Asian stocks ended Friday’s session on a mixed note as the resurgence of new coronavirus cases around the globe overshadowed investor optimism that vaccines in development could help to slow the spread of the novel coronavirus.
Fed Chair’s Jerome Powell’s cautious comments on the outlook for economic recovery and media reports suggesting that U.S. Democrats and Republicans are still far apart on an economic stimulus deals also contributed to the cautious mood.
Chinese stocks fell after U.S. President Donald Trump signed an executive order aimed at prohibiting U.S. investments in Chinese firms that are determined to be owned or controlled by the country’s military.
The benchmark Shanghai Composite Index dropped 28.57 points, or 0.9 percent, to 3,310.10, while Hong Kong’s Hang Seng Index finished marginally lower at 26,156.86.
Japanese shares ended lower to snap an eight-day winning streak as the focus shifted to resurging new cases of Covid-19 both at home and abroad. Tokyo confirmed 374 new Covid-19 infections today, topping 300 for three consecutive days.
The Nikkei 225 Index ended down 135.01 points, or 0.5 percent, at 25,385.87, while the broader Topix closed 1.3 percent lower at 1,703.22.
The Nikkei rose more than 4 percent for the week on optimism over Biden’s victory in the U.S. presidential race and Pfizer’s promising vaccine trial data.
Travel-related stocks fell, with Japan Airlines down 1.9 percent and ANA Holdings losing as much as 4.8 percent. Railroad companies such as Central Japan Railway, Sotetsu Holdings and Kintetsu Group Holdings fell between 3.7 percent and 6.8 percent.

• [Data extract]
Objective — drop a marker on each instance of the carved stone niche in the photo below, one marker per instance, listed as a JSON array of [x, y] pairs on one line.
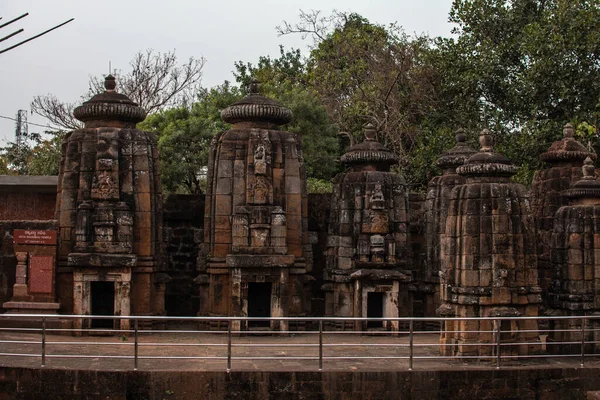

• [Questions to answer]
1. In the Asian stocks report, how many new Covid-19 infections did Tokyo confirm that day?
2. Resume the Asian stocks report after its last sentence.
The lines have nothing to do with the Asian stocks report.

• [Task-by-task answers]
1. 374

2.
Australian markets ended slightly lower as new Covid-19 cases continued to rise globally, offsetting investor optimism surrounding vaccine hopes.
The benchmark S&P/ASX 200 Index slipped 13.00 points, or 0.2 percent, to 6,405.20 but rose about 3 percent for the week. The broader All Ordinaries Index ended down 10.10 points, or 0.2 percent, at 6,609.30.
Energy stocks such as Origin Energy, Beach Energy and Santos dropped 1-2 percent as oil prices fell on fears about a slow recovery in the global economy and fuel demand.
The big four banks ended narrowly mixed, while mining heavyweight BHP gave up 1.9 percent. Gold miners Evolution Mining, Newcrest and Northern Star Resources jumped 3-7 percent as bullion prices rebounded after a slide in government bond yields.
Bulk grain handler Graincorp soared 9.1 percent after the company sounded upbeat about its prospects.
Meanwhile, Seoul stocks rose notably to hit a nearly two-year high as foreign investors extended their buying streak to a seventh consecutive session. The benchmark Kospi climbed 18.25 points, or 0.4 percent, to 2,493.87, with chipmakers leading the surge.
Samsung Electronics climbed 3.6 percent, SK Hynix advanced 1.8 percent and Hyundai Motor, the country’s largest carmaker, added 2 percent.
After the country reported its biggest daily jump in Covid-19 cases in 70 days, South Korea’s Prime Minister Chung Sye-kyun said the viral spread could force the government to “seriously consider” tightening social distancing again.
New Zealand shares ended a choppy session modestly higher after a measure of the country’s manufacturing dropped from 54.0 to 51.7 in October. The benchmark NZX-50 Index ended up 29.55 points, or 0.2 percent, at 12,700.17.
U.S. stocks fell overnight as new curbs on activity in New York and rising Covid-19 hospitalizations stoked fresh worries over economic growth.
Fed Chair Jerome Powell’s cautious comments during a virtual event also added to the downbeat sentiment. With the virus spreading, the next few months could be challenging despite recent upbeat news about a potential vaccine, Powell said.
The Dow Jones Industrial Average dropped 1.1 percent, the S&P 500 gave up 1 percent and the tech-heavy Nasdaq Composite eased 0.7 percent.